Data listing
☆ ☆ ☆ ☆
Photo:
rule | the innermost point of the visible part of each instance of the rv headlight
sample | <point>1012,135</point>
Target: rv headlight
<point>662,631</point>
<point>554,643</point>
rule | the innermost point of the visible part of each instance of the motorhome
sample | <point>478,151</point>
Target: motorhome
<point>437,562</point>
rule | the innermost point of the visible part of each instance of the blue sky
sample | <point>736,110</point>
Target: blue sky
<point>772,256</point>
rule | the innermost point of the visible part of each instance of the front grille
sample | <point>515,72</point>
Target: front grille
☆ ☆ ☆ ☆
Rewrite every line of the items above, including the requests. Multiply each point coordinate in the answers by 0.3 and round to the nearest whole number, rounding halves up, but leave the coordinates in the requests and their format samples as they are.

- The result -
Photo:
rule | the innermost point of the visible part of each instance of the rv headlight
sample | <point>1012,135</point>
Target: rv headlight
<point>199,189</point>
<point>166,193</point>
rule | the innermost point of the visible part of each instance of the motorhome
sample | <point>478,151</point>
Target: motorhome
<point>131,169</point>
rule | the innermost point of the visible part of each instance of the blue sky
sample | <point>736,110</point>
Target: blue sky
<point>232,77</point>
rule | the innermost point of the visible part of each instance of the front grille
sample | <point>515,72</point>
Target: front grille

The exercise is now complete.